[BEGIN INPUT FOR THIS TASK]
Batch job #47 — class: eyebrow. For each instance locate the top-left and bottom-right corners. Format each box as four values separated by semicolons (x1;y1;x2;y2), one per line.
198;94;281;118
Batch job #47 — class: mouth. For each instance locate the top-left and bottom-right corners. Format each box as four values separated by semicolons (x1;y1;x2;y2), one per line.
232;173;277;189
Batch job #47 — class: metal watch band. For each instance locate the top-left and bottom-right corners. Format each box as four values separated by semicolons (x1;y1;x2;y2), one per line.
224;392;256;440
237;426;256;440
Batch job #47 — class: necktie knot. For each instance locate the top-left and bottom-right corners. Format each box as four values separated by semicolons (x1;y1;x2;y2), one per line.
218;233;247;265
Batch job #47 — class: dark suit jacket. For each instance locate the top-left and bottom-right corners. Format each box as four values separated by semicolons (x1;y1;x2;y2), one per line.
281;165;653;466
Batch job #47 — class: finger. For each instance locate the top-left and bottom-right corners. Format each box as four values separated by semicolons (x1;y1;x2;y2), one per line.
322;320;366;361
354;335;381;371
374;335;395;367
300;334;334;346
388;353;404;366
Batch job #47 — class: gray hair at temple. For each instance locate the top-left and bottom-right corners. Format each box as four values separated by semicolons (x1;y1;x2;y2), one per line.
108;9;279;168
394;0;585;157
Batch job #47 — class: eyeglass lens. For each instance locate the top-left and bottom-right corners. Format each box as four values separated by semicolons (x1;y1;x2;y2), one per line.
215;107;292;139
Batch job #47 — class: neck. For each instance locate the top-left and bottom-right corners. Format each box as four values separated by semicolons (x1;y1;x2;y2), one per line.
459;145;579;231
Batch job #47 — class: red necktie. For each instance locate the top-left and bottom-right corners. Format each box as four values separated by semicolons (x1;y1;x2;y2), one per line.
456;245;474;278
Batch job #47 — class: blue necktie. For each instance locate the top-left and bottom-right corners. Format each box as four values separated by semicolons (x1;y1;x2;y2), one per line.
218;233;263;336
[END INPUT FOR THIS TASK]
_SHORT TASK_
Substitute "Batch job #52" for "Batch job #47" throughout all of the entries above, and reproduce them with nothing else changed.

_SOLUTION_
Batch job #52 — class: eyebrow. For each instance locate the top-left and bottom-right corners. Format each box as four values separated by semicolons (x1;y1;x2;y2), one per line.
198;94;281;118
Batch job #52 — class: mouth. For each instance locate the top-left and bottom-right corners. Format each box as four values separated by semicolons (x1;y1;x2;y2), one per line.
232;173;277;189
Batch job #52 — class: metal watch band. For each instance locate the top-left and bottom-right corners. Format each box as four values separated by semicolons (x1;y1;x2;y2), one per line.
224;392;256;440
237;426;256;440
Batch job #52 — class: necktie knot. For each instance locate the top-left and bottom-right corners. Format each box as four values separated by semicolons (x1;y1;x2;y2), one per line.
218;233;247;265
Batch job #52 — class: dark suit jacket. For each instance locate the top-left and bottom-right corners. Format each box as four values separated by semicolons (x1;y1;x2;y2), one per line.
281;165;653;466
Batch job #52 — class: finger. For each instance locate the top-left and bottom-right corners. Format each box as four values separated by semicolons (x1;y1;x2;y2), one per line.
322;320;366;361
354;335;381;371
374;335;395;367
300;334;334;346
388;353;404;366
Batch job #52 — class: gray hair at temple. For each instance locate the top-left and bottom-right corners. Format each box as four values separated by semicolons (x1;y1;x2;y2), one per line.
108;9;279;168
394;0;585;157
Batch job #52 — class: eyeglass lens. For each instance locate the top-left and bottom-right corners. Format each box as four values separated by semicolons (x1;y1;x2;y2), one per line.
215;107;292;139
Batch job #52 — class: neck. For each instance locate the top-left and bottom-right corners. Format each box as four values separated by semicolons (x1;y1;x2;y2), one per line.
459;145;579;231
Batch job #52 — class: red necktie. For each instance locate the top-left and bottom-right corners. Format each box as four values separated by semicolons (x1;y1;x2;y2), one per line.
456;245;474;278
Batch job #52 — class: blue necktie. For each instance locate the top-left and bottom-right corners. Format each box as four values separated by semicolons (x1;y1;x2;y2), one per line.
218;233;263;336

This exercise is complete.